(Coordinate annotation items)
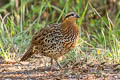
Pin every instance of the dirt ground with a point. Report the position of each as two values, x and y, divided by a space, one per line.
36 70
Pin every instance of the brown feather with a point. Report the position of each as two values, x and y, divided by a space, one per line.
27 54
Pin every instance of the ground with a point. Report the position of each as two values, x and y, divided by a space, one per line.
34 69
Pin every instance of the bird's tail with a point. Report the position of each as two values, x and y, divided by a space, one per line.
27 54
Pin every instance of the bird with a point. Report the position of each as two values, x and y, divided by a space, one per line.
55 40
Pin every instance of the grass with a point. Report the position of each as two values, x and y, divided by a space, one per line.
99 37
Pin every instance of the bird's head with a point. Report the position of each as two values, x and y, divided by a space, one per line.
71 16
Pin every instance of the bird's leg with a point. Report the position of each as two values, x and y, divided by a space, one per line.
51 64
59 64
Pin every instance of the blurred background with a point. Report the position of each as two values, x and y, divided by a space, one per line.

* **DIRECTIONS**: Rewrite all of the items above, requests included, shifting every coordinate in the answers by adding 86 to each value. Leave the pictures out.

* **SOLUTION TO THIS TASK**:
Pin every instance of the dirt ground with a point. Report the position of each as two values, x and y, divided by a space, one per line.
122 156
Pin every instance of the brown feather with a point. Report the position of each as two values, x and y, divided by a space, one per line.
113 140
Pin every instance of the ground with a point. Report the position of each as two values, x and y, divided by a space, one per line.
120 155
Pin every instance of the bird's tail with a point. Report the position of each as two values, x and y, divided by a space, one per line.
113 140
Pin every instance of the bird with a point. Report the position of each as two values, x and y, divided by a space, one per line.
141 126
Pin every instance of the grass with a point. Report the position of each as two values, x and y, divided by a space, one per line.
185 123
Pin every instance of the bird's head with a point. Report the position of each as two values, x and y, divided by a space, one per line.
157 102
Pin every instance of the bird's leg with a point. Report the position of each as two values, x and y, divided by a space, one per line.
137 150
145 150
Pin every instance of the blurred background with a point. Report the position of each as two values, x and y, divided by a space, one per line.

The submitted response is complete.